# What you need to do
**a.** From the Antonio Riva biography, copy out the passage starting with "List of aerial" and going on through "listed by date.".
**b.** List every squadron (Squadriglia) named in the Antonio Riva biography.

# Page extract
——————

Antonio Riva (; 8 April 1896 Shanghai – 17 August 1951 Beijing) was an Italian pilot and a World War I flying ace, credited with seven confirmed and seven unconfirmed aerial victories. In 1951, he was executed by firing squad under the newly established People's Republic of China for allegedly conspiring to assassinate Mao Zedong and other Communist leaders.

Early life and infantry service 
Antonio Riva was born in Shanghai, China on 8 April 1896 from a family of wealthy merchants from Gorgonzola, Achille Riva and Teresa Barbaran Capra; the couple moved to China in 1880 to export silk in Italy. Being of Italian heritage, he returned to Italy as World War I engulfed Europe. He volunteered as a reserve officer on 31 December 1914, before Italy entered the war. On 11 July 1915, he was commissioned a Sottotenente in the Italian Army's 70th Infantry Regiment. On 12 November 1915, he was wounded, not returning to duty until 16 March 1916. He was transferred to the 201st Infantry Regiment on 15 June 1916; on 30 June he was once again wounded in action. He returned to the front with the 44th Infantry Regiment on 22 August 1916. The next month, he went on leave; upon his return, he found himself bucked to the 49th Infantry Regiment. However, on 25 September 1916, he was accepted for pilot's training at San Giusto.

World War I aerial service 
Riva became a Tenente (Lieutenant) while in aviation training; his promotion was effective 25 February 1917. He completed his training in April 1917, while stationed in Foggia. His first assignment was to a reconnaissance two-seater unit, 29a Squadriglia. After just 12 sorties with them, he undertook fighter conversion training on Nieuports in June 1917. In July, he underwent gunnery school at San Giusto. On 19 July, he was posted to a fighter squadron, 73a Squadriglia. He transferred out to 71a Squadriglia at the end of July.

Riva began his successes while flying a Nieuport 11 with this fighter squadron when he shared a victory with Antonio Amantea and another Italian pilot. The trio shot down Austro-Hungarian ace Julius Kowalczik in his Albatros D.III on 24 August 1917. Riva was promoted to Capitano on 31 October 1917. He switched over to command 78a Squadriglia on 12 November 1917 and changed mounts to a Hanriot HD.1. His next successes came on 26 December 1917, when he shot down a DFW reconnaissance plane solo, followed by a second win over another DFW, shared with Silvio Scaroni and three British pilots. A month later, on 27 January 1918, Riva teamed with Guglielmo Fornagiari for a fourth victory. On 15 June 1918, Riva became an ace. He and Amedeo Mecozzi teamed to down a Hansa-Brandenburg C.I. After a string of five unconfirmed claims, he would down two more planes in 1918, to bring his total to seven; he had an equal number of unconfirmed claims. Riva was assigned on 10 September 1918 as commanding officer to form a new squadron, 90a Squadriglia, equipped with a new fighter aircraft, the SVA 5. During this assignment, he continued to fly, and post his victory claims with, 78a Squadriglia. Antonio Riva ended World War I having been awarded the Silver Medal for Military Valor and the Knight's Cross of the Military Order of Savoy.

List of aerial victories

Confirmed victories are numbered and listed chronologically. Unconfirmed victories are denoted by "u/c" and may or may not be listed by date.

——————

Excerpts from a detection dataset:
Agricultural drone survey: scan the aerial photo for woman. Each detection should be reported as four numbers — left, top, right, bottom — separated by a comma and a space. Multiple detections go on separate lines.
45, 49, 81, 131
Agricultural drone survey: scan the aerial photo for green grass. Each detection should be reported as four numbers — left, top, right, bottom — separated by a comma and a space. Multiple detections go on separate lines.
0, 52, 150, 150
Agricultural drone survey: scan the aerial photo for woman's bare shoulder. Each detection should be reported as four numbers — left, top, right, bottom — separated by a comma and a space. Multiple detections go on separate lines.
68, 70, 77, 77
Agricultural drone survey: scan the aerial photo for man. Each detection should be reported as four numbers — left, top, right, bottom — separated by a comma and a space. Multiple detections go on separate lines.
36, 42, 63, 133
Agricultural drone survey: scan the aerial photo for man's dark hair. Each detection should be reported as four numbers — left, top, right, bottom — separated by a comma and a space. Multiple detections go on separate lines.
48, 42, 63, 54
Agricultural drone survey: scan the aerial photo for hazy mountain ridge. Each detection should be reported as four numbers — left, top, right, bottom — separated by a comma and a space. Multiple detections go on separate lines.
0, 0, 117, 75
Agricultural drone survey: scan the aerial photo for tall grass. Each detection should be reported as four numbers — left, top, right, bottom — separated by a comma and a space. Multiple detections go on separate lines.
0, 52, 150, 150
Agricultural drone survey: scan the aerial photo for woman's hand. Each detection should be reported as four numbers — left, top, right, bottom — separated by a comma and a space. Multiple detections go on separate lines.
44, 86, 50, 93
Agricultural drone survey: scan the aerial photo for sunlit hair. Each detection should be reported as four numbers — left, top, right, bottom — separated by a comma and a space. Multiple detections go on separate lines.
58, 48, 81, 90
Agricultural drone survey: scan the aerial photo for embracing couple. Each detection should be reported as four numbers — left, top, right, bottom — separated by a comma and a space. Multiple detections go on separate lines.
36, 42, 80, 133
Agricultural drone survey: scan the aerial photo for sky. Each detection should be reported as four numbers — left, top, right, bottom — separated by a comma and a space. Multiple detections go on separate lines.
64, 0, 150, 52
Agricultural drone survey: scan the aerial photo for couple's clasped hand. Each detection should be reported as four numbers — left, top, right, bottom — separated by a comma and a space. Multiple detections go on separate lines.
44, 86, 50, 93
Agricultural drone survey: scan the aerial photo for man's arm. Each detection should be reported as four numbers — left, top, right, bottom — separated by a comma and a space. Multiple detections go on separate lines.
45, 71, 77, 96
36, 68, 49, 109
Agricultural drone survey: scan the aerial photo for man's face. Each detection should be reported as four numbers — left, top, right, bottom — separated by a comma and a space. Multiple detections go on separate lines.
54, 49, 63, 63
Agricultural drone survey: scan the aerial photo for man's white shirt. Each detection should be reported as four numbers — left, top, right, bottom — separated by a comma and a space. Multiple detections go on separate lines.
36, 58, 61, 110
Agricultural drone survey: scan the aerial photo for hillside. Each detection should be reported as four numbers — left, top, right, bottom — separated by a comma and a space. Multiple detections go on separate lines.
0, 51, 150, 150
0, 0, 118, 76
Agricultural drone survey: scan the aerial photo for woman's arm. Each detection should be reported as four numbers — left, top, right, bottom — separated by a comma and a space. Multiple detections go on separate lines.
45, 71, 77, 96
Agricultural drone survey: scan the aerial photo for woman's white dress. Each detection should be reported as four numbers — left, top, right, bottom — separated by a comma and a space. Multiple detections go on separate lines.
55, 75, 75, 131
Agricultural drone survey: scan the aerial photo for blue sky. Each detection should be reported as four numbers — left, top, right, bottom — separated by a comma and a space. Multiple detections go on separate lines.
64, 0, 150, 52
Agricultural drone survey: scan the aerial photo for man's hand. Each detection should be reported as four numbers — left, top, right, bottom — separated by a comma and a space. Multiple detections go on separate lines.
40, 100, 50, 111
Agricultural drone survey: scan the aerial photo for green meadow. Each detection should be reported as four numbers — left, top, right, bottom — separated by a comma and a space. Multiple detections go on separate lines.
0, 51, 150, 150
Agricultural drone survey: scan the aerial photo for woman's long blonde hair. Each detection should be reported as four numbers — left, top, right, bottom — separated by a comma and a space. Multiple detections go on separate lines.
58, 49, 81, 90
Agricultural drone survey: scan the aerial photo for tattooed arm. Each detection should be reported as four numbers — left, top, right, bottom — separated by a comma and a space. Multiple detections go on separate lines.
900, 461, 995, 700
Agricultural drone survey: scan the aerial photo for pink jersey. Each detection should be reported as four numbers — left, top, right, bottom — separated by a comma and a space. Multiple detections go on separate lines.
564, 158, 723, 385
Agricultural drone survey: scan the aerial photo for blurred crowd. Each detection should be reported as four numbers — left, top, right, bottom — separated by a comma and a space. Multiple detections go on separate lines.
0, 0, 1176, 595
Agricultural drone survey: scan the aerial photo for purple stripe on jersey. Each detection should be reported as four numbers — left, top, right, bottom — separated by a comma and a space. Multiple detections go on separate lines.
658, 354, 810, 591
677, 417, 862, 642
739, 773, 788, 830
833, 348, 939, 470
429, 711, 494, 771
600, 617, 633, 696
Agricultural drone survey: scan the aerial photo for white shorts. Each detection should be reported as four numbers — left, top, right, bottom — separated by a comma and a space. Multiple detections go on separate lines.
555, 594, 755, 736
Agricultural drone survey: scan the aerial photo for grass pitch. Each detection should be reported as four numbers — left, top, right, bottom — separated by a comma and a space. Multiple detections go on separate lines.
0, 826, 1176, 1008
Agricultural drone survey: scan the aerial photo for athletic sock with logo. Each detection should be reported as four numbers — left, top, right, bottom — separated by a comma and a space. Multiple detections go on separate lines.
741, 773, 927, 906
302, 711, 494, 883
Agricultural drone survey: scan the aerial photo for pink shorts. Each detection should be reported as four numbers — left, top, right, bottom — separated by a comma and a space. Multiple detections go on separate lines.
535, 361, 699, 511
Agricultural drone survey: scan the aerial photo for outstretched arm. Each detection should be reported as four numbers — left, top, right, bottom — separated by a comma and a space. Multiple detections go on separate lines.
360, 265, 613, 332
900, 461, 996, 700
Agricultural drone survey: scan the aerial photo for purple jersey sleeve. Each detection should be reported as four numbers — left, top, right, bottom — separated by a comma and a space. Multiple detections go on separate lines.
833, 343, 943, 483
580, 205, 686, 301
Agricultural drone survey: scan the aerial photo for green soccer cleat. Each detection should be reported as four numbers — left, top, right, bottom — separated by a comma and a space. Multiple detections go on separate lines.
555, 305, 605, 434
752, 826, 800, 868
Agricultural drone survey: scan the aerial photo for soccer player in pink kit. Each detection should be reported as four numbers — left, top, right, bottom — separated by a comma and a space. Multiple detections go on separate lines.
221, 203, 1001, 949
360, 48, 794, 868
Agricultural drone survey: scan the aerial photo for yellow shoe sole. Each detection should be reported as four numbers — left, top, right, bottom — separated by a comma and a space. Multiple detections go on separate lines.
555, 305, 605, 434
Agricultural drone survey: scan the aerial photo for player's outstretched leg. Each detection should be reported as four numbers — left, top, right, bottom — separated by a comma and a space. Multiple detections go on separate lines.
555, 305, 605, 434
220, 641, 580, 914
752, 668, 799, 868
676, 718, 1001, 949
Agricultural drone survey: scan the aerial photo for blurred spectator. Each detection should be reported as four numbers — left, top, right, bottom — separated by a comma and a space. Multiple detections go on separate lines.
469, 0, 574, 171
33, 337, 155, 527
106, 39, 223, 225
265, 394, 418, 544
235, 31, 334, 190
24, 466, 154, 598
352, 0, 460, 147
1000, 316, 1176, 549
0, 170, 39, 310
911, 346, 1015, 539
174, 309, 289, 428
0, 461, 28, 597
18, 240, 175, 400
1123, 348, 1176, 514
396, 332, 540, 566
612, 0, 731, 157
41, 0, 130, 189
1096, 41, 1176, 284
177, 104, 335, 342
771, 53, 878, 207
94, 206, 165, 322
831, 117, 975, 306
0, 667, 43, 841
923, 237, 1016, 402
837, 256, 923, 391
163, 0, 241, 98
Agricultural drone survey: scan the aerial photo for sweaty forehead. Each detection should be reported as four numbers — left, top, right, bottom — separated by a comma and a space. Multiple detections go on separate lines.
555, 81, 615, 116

——————

# Task solutions
**a.**
List of aerial victories

Confirmed victories are numbered and listed chronologically. Unconfirmed victories are denoted by "u/c" and may or may not be listed by date.

**b.**
29a Squadriglia
73a Squadriglia
71a Squadriglia
78a Squadriglia
90a Squadriglia